Goal
Reproduce the listing below verbatim.

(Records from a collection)
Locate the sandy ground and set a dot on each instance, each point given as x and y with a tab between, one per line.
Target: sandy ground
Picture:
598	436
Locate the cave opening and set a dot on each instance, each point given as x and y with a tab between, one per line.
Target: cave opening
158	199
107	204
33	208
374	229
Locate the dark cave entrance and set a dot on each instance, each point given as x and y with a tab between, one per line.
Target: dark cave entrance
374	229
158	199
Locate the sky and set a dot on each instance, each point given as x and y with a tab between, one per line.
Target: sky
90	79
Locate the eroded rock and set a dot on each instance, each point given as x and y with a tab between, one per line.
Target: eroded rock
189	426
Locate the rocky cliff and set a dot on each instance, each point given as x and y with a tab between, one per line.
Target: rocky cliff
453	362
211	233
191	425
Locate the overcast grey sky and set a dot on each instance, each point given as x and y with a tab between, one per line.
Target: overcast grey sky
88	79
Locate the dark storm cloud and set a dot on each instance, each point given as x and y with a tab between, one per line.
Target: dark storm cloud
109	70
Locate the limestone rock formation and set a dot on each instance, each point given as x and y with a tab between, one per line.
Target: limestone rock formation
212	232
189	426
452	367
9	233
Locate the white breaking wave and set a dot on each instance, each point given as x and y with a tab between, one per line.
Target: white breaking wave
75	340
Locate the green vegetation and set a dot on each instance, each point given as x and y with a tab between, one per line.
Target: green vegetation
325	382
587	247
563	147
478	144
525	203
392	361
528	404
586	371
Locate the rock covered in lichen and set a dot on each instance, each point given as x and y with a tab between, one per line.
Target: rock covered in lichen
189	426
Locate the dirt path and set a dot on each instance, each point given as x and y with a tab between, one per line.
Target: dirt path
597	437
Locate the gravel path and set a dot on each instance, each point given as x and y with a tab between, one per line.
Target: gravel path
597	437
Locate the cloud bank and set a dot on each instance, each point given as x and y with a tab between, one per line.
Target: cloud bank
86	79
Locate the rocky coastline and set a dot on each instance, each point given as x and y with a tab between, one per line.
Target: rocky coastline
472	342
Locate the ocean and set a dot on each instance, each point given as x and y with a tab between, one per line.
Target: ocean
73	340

Reply
Locate the sandy ground and set a dot on each instance, each point given as x and y with a tab between, one per line.
Target: sandy ground
Picture:
598	436
Locate the cave opening and set a dot on each instance, each point given as x and y with a tab between, one per line.
Target: cave opening
158	199
107	204
33	208
374	229
Locate the dark cave entrance and set a dot on each instance, each point given as x and y with a tab between, one per line.
Target: dark cave entrance
374	229
158	199
Locate the sky and set a dot on each instance, each point given as x and y with a tab between, one per line.
Target: sky
90	79
Locate the eroded rock and set a dot on each instance, each point given as x and y with a tab between, one per line.
Target: eroded rock
189	426
Locate the rocky cliff and set a dot on each instance, each point given as x and y with a tab between, one per line.
Target: rocky cliff
453	362
211	233
191	425
Locate the overcast grey sky and set a dot on each instance, each point given as x and y with a tab between, one per line.
Target: overcast grey sky
88	79
Locate the dark storm cloud and set a dot on each instance, each point given as x and y with a tab between, one per line.
Target: dark storm cloud
109	70
Locate the limestone rock formation and set a dot on each instance, each point given as x and y with a tab between, one per line.
Target: limestone rock formation
212	232
189	426
452	367
9	233
Locate the white breaking wave and set a dot on each instance, each point given as x and y with a tab between, one per line.
Target: white breaking wave
75	340
Locate the green vegetation and set a dot on each instance, each point given as x and y with a tab between, one per line.
Target: green vegetation
325	382
587	247
563	147
478	144
525	203
392	361
528	404
586	371
Locate the rock covered in lichen and set a dot on each instance, each point given as x and y with a tab between, one per line.
Target: rock covered in lichen
189	426
Locate the dirt path and set a dot on each instance, each point given as x and y with a tab between, one per line.
Target: dirt path
597	437
Locate the gravel path and set a dot on each instance, each point given as x and y with a tab between, one per line.
Target: gravel path
597	437
Locate the cloud bank and set a dot on each instance, each point given as x and y with a tab between, one per line.
Target: cloud bank
86	79
Locate the rocky coastline and set a dot on each instance, each point given as x and y with a tab between, one per line.
Target: rocky coastline
472	342
Locate the ocean and set a dot on each instance, each point given as x and y with a tab between, one per line.
Target: ocean
73	340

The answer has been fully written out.